Problem to work on:
Would you copy only the lines below, beginning with the one that contains "indicate the shiny bag held up, one" and running through the last entry line?

** START Listed entries **

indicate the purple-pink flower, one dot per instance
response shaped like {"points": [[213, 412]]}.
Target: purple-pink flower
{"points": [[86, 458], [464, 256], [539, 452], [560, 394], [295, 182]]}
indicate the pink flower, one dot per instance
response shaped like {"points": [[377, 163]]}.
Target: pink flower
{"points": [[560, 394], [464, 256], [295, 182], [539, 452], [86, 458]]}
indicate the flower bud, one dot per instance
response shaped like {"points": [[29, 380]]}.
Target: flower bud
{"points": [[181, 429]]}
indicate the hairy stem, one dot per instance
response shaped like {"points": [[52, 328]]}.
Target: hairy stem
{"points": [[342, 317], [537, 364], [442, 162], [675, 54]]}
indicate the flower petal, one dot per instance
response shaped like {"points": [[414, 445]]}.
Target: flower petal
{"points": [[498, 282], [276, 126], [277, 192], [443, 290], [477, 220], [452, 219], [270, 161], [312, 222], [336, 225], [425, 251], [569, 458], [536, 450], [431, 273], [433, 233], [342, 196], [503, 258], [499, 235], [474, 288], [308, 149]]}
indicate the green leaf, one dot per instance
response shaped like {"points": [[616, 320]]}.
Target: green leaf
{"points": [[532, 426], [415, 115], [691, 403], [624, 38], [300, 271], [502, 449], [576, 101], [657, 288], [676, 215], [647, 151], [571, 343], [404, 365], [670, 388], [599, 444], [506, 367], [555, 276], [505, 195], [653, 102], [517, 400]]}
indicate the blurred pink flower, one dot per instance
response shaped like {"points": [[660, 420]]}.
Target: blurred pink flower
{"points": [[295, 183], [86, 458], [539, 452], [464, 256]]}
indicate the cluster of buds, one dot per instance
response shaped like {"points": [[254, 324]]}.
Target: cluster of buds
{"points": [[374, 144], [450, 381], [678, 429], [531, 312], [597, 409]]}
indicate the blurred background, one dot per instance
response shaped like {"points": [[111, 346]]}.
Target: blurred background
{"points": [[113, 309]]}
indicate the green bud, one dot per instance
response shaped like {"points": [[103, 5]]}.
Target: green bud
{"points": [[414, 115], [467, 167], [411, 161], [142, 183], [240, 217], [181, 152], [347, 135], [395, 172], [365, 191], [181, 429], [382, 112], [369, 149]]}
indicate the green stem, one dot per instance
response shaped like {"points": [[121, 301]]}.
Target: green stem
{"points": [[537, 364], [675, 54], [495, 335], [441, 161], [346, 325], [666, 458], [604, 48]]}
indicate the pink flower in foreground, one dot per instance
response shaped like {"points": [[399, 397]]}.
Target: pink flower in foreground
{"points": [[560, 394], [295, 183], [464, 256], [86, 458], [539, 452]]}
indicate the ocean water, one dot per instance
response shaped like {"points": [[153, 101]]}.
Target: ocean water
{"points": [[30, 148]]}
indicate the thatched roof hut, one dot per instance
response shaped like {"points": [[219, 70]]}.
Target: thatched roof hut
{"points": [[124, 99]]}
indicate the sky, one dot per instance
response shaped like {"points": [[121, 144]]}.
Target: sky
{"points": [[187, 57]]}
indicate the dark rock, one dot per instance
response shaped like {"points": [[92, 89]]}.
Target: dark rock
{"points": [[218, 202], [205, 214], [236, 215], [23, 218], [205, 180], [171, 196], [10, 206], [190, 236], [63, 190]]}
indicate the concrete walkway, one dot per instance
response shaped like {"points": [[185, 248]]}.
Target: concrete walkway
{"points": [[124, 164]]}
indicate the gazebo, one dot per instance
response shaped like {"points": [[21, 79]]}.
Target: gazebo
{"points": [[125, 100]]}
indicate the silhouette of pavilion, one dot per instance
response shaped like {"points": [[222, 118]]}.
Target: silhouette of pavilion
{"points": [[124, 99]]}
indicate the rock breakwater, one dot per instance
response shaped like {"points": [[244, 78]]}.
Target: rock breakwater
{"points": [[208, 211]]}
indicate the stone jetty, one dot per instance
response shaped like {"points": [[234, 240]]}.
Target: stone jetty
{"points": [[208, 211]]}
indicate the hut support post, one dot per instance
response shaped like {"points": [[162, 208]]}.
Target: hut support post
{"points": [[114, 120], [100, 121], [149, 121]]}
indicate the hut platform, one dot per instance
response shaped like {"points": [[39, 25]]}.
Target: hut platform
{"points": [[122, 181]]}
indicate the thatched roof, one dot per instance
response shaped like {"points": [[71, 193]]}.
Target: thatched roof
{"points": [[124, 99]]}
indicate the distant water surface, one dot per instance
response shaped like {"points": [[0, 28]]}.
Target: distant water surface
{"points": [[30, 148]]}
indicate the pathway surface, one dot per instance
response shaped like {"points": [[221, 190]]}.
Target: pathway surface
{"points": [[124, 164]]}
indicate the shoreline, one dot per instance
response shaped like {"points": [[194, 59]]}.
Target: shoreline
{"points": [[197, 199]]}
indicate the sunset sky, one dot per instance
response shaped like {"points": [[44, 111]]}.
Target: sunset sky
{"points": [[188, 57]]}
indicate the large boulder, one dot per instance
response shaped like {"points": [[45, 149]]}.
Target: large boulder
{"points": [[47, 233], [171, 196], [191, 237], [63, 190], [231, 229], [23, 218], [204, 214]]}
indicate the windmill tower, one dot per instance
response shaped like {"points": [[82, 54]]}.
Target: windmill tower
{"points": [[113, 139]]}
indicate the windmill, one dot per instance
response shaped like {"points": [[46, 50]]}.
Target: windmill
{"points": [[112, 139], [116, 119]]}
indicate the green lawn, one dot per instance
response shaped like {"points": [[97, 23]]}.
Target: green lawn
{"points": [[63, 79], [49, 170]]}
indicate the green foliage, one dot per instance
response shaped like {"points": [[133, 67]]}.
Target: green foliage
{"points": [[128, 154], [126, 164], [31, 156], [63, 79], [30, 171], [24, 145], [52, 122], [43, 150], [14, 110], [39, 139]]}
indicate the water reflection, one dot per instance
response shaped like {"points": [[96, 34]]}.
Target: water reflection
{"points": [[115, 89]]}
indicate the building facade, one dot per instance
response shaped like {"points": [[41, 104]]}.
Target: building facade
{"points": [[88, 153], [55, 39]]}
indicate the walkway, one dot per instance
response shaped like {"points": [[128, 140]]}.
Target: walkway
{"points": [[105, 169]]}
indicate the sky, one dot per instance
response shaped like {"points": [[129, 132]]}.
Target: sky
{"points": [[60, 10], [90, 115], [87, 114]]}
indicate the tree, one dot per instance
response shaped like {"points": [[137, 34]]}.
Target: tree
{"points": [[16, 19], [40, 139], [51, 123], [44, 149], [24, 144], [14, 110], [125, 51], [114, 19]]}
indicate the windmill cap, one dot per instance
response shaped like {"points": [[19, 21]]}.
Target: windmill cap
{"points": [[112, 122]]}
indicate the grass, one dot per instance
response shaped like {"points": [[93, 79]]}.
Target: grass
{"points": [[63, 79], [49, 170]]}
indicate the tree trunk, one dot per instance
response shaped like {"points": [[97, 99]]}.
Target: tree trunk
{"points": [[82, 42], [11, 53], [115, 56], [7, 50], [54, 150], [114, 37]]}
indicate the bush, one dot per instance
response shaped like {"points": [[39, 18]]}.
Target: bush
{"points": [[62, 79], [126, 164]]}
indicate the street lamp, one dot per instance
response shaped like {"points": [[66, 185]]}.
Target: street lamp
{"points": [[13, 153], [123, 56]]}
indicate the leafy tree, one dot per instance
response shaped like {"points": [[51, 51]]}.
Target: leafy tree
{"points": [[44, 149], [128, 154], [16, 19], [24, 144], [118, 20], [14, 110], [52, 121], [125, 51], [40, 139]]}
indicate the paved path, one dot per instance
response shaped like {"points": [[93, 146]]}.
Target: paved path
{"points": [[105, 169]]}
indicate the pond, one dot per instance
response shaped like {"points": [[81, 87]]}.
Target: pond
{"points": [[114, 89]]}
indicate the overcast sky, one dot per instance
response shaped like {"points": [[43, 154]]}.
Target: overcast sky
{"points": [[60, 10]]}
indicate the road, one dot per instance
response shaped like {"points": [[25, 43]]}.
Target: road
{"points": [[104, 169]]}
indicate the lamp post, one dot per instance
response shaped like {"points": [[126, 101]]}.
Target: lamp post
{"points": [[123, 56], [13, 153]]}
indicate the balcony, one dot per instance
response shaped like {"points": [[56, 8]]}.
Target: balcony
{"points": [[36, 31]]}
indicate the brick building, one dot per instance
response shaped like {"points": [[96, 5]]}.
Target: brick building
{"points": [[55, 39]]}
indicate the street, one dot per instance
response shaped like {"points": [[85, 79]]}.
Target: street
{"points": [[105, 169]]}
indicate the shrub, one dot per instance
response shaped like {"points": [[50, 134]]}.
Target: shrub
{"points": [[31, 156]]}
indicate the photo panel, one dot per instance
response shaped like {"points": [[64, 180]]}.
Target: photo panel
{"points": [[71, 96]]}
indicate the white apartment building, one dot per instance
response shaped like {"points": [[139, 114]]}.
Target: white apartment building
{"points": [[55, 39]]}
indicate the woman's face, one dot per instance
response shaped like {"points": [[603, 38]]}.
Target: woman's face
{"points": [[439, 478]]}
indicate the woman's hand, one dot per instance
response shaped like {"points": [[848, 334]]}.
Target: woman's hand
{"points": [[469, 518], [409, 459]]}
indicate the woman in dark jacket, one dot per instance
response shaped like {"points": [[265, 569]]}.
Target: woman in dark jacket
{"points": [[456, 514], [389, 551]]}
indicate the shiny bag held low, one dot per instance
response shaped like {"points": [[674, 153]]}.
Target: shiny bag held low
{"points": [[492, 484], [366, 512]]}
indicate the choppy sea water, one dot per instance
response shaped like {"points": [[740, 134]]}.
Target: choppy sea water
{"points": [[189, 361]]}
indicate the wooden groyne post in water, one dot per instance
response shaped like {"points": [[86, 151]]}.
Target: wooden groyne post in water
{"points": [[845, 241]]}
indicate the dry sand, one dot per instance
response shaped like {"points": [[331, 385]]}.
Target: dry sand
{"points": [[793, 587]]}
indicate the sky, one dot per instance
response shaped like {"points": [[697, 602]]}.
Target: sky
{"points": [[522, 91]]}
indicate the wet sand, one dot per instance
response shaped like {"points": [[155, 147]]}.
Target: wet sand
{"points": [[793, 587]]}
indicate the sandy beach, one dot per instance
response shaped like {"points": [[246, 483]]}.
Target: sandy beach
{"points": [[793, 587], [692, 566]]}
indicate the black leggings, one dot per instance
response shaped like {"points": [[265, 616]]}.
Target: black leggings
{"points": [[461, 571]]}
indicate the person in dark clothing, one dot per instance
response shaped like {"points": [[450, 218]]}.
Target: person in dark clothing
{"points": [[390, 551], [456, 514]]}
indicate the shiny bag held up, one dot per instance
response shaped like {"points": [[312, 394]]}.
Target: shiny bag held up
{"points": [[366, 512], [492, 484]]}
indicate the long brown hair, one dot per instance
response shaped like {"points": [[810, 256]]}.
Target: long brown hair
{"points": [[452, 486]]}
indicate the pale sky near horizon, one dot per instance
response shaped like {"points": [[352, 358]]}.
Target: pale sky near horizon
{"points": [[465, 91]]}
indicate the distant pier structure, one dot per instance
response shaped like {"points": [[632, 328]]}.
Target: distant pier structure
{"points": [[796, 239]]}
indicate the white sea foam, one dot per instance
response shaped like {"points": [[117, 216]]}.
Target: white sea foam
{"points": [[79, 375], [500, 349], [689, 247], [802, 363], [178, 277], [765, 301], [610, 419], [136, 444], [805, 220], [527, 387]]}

** END Listed entries **

Exercise response:
indicate the shiny bag held up, one dot per instance
response shaped like {"points": [[312, 394]]}.
Target: shiny bag held up
{"points": [[366, 512], [492, 484]]}
indicate the long brown hair, one dot per instance
response shaped like {"points": [[810, 256]]}.
Target: long brown hair
{"points": [[452, 486]]}
indicate the pale sky near horizon, one dot per instance
response shaped like {"points": [[352, 358]]}.
Target: pale sky near horizon
{"points": [[465, 91]]}
indicate the distant pier structure, one dot per instance
response shaped like {"points": [[632, 328]]}.
Target: distant pier structure
{"points": [[796, 239]]}
indicate the white sea foam, one dot per instance
response shaped like {"points": [[117, 216]]}.
Target: white sea foam
{"points": [[79, 375], [500, 349], [689, 247], [802, 363], [178, 277], [765, 301], [610, 419], [136, 444], [805, 220], [527, 387]]}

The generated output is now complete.